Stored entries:
═══

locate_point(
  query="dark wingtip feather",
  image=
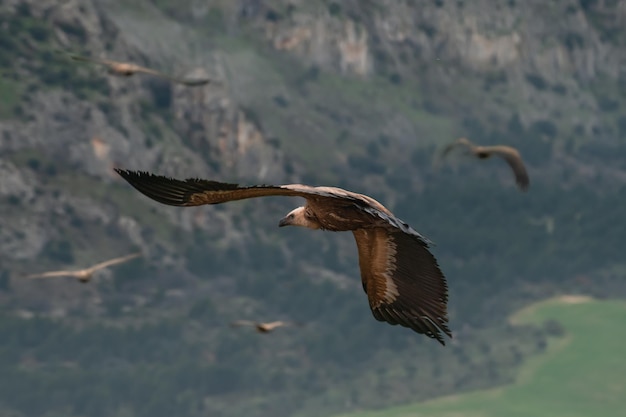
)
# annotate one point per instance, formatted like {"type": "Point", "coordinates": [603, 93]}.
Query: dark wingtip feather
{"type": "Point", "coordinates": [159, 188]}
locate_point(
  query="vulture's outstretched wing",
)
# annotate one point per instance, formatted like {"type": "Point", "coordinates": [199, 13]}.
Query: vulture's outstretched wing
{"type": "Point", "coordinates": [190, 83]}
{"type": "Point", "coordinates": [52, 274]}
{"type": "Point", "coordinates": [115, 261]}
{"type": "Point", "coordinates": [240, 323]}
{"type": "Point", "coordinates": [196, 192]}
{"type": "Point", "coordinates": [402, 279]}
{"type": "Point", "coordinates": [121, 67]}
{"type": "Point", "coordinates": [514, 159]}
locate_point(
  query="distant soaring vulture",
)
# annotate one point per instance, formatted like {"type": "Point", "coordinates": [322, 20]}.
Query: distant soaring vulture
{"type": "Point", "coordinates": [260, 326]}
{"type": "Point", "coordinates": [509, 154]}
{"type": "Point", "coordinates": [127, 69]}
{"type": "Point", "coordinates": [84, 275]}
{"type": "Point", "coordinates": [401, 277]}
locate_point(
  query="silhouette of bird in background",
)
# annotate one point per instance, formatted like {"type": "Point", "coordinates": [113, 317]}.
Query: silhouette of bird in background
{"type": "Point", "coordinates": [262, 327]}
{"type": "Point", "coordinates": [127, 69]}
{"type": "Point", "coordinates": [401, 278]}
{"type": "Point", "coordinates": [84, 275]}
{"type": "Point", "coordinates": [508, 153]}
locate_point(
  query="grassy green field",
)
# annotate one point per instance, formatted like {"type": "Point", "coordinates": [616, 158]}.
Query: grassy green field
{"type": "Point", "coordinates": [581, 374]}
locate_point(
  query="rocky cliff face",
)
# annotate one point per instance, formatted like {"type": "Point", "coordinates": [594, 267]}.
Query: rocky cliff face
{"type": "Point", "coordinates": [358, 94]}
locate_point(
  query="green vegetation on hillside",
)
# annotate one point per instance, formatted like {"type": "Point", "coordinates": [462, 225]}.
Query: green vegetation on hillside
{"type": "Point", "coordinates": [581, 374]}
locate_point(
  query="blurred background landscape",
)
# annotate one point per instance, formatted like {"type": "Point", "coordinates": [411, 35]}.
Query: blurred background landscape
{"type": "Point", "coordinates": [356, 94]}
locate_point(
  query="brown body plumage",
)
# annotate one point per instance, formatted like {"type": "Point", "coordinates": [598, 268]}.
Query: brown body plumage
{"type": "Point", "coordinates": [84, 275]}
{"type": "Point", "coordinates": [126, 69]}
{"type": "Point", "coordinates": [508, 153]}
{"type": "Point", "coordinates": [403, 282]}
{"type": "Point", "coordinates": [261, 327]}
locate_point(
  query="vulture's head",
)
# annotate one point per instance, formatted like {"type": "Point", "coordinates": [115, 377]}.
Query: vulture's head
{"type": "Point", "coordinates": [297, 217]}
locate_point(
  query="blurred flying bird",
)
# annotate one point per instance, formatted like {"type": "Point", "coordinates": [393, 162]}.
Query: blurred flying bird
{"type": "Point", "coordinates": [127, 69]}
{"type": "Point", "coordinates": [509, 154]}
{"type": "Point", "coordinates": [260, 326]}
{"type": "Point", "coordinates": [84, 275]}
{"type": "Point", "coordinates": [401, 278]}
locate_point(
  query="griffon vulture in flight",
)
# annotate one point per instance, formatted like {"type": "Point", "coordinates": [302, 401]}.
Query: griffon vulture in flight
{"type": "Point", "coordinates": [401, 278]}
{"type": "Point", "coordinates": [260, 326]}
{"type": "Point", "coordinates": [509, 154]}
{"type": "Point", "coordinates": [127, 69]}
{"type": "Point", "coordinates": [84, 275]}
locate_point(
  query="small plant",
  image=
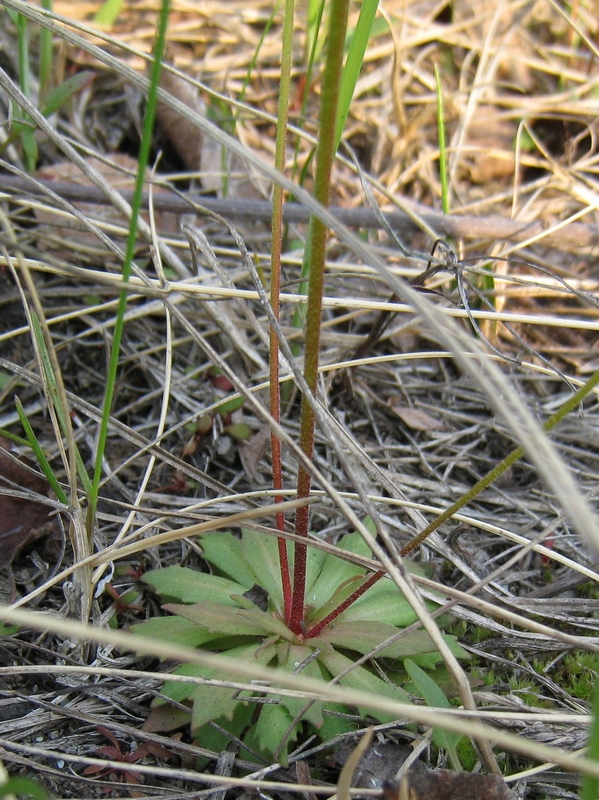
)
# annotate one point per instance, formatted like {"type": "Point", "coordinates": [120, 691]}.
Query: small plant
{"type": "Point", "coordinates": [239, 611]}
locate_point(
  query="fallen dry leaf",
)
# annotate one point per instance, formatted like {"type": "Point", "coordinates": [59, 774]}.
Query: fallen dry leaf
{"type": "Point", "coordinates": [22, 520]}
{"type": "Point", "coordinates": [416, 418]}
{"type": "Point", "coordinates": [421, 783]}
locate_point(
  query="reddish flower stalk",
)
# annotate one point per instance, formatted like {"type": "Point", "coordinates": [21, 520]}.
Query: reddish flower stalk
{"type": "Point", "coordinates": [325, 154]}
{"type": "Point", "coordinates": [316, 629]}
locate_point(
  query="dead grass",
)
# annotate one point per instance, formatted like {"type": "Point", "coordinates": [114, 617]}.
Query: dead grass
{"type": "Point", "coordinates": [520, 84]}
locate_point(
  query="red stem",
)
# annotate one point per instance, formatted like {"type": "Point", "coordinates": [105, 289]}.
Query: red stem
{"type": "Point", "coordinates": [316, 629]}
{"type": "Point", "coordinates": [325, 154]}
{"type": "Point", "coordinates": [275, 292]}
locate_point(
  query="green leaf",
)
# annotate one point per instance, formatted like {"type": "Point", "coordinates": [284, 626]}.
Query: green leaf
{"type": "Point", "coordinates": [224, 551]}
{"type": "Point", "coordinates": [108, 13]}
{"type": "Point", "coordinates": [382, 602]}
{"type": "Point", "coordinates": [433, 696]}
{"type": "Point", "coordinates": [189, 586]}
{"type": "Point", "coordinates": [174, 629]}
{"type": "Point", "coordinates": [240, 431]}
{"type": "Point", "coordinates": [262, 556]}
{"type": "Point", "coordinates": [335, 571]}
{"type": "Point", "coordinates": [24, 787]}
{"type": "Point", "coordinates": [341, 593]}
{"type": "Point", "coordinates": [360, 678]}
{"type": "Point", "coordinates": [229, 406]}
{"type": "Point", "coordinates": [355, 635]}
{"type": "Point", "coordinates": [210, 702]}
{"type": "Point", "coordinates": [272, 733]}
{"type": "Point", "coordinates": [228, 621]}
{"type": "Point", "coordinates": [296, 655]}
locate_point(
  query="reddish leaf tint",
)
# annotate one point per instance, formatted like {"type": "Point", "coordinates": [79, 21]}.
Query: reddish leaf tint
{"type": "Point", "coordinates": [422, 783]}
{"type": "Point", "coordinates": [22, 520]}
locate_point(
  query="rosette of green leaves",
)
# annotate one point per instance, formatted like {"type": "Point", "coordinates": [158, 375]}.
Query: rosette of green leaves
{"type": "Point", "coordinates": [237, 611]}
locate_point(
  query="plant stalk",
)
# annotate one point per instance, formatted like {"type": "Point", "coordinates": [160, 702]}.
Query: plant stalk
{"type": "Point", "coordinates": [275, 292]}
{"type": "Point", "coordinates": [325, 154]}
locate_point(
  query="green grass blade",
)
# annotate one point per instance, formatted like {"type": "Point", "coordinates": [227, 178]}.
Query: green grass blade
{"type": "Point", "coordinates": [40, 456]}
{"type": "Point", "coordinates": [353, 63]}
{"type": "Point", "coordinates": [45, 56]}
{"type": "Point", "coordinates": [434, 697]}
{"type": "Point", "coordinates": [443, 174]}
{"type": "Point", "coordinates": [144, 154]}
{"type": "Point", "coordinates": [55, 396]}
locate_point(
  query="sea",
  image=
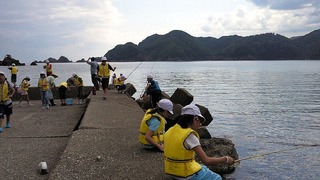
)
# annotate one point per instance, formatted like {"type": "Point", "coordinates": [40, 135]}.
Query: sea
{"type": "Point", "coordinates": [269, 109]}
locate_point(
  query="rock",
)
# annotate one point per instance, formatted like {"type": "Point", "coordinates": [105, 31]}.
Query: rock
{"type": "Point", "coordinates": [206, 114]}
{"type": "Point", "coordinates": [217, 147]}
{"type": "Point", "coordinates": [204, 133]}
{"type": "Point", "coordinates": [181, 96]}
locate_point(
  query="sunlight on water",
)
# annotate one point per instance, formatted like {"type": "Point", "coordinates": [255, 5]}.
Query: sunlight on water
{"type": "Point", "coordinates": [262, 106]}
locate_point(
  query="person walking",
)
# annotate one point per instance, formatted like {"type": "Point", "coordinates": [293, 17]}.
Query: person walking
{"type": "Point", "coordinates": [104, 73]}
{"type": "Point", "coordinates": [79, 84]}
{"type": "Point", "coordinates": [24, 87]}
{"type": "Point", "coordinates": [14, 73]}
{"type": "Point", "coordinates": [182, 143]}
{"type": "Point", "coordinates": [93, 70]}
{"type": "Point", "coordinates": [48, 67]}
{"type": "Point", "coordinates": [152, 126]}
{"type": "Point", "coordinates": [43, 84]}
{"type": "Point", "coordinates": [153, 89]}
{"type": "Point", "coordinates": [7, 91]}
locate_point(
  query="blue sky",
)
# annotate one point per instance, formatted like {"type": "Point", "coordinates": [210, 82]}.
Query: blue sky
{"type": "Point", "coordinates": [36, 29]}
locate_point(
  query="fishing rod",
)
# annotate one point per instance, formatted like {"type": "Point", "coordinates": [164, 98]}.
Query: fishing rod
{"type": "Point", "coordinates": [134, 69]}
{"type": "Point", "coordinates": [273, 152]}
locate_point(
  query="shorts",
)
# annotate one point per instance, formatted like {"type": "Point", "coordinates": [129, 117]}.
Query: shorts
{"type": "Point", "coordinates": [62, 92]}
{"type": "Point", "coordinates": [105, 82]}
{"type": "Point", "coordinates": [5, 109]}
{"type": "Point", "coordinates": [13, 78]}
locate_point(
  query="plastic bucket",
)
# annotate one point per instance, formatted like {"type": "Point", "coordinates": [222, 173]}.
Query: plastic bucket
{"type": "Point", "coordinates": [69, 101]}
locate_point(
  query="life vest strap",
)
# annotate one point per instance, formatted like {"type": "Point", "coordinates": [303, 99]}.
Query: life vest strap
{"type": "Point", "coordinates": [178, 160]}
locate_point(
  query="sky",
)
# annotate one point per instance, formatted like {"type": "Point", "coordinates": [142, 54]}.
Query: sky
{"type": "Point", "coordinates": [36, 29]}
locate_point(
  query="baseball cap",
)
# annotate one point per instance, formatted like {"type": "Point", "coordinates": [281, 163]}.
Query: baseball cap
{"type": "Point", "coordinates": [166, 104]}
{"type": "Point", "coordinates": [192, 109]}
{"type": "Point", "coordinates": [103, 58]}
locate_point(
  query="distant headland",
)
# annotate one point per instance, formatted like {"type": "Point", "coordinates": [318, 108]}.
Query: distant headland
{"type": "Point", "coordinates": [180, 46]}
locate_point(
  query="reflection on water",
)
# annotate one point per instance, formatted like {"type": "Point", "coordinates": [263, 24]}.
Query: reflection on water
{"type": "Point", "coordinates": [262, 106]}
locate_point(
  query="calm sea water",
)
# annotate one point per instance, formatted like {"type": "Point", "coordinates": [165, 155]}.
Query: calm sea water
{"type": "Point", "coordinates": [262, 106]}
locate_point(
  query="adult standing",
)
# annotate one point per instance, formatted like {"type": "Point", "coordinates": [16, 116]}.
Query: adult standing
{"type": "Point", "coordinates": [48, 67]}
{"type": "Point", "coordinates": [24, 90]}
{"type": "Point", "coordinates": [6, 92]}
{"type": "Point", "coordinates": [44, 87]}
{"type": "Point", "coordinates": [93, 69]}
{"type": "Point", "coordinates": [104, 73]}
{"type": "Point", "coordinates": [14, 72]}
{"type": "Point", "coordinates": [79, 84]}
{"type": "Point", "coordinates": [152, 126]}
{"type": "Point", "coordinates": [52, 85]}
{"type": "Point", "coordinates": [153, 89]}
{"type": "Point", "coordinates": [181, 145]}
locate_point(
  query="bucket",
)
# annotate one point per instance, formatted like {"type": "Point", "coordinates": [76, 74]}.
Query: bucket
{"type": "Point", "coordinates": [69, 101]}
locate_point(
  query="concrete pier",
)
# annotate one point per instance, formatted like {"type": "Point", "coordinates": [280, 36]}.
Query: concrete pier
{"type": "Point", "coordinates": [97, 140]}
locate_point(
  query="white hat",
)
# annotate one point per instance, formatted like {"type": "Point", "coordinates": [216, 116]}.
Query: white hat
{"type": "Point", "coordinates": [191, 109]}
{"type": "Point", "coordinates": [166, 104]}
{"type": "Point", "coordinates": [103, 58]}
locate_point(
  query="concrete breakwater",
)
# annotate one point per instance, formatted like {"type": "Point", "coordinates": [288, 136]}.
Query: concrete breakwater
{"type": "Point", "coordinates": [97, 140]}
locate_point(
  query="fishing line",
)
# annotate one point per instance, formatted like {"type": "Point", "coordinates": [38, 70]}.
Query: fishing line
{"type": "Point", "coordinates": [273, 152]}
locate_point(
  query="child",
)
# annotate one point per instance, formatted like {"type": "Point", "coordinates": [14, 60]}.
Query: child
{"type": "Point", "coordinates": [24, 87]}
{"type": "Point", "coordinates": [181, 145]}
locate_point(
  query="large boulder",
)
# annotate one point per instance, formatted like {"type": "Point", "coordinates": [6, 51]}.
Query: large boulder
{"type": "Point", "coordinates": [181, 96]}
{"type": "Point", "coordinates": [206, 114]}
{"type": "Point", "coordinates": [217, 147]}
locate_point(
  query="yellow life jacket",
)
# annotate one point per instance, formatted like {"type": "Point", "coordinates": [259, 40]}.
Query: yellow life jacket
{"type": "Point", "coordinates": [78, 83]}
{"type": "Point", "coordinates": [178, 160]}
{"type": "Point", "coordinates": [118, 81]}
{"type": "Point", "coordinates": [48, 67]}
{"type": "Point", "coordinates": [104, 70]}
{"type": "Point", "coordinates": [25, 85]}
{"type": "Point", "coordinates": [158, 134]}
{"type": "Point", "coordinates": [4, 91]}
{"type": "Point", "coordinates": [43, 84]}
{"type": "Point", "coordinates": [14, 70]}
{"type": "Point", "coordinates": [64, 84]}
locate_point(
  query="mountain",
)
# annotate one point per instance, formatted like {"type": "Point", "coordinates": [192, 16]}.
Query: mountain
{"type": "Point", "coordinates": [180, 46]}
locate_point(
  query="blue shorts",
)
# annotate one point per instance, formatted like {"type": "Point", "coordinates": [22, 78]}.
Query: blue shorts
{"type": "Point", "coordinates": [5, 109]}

═══

--- WHAT YOU HAVE TO DO ---
Look above for the line containing "Query: yellow life jacket". From there to the final line of the entries, repeat every line exactly.

--- ANSWER SPACE ---
Query: yellow life jacket
{"type": "Point", "coordinates": [78, 83]}
{"type": "Point", "coordinates": [178, 160]}
{"type": "Point", "coordinates": [118, 81]}
{"type": "Point", "coordinates": [48, 67]}
{"type": "Point", "coordinates": [104, 70]}
{"type": "Point", "coordinates": [25, 85]}
{"type": "Point", "coordinates": [158, 134]}
{"type": "Point", "coordinates": [4, 91]}
{"type": "Point", "coordinates": [43, 84]}
{"type": "Point", "coordinates": [14, 70]}
{"type": "Point", "coordinates": [64, 84]}
locate_point(
  query="mountain",
)
# annotate one point per instance, formatted like {"type": "Point", "coordinates": [192, 16]}.
Query: mountain
{"type": "Point", "coordinates": [180, 46]}
locate_point(
  query="blue shorts",
)
# annotate one point per instance, formatted like {"type": "Point", "coordinates": [22, 78]}.
Query: blue shorts
{"type": "Point", "coordinates": [5, 109]}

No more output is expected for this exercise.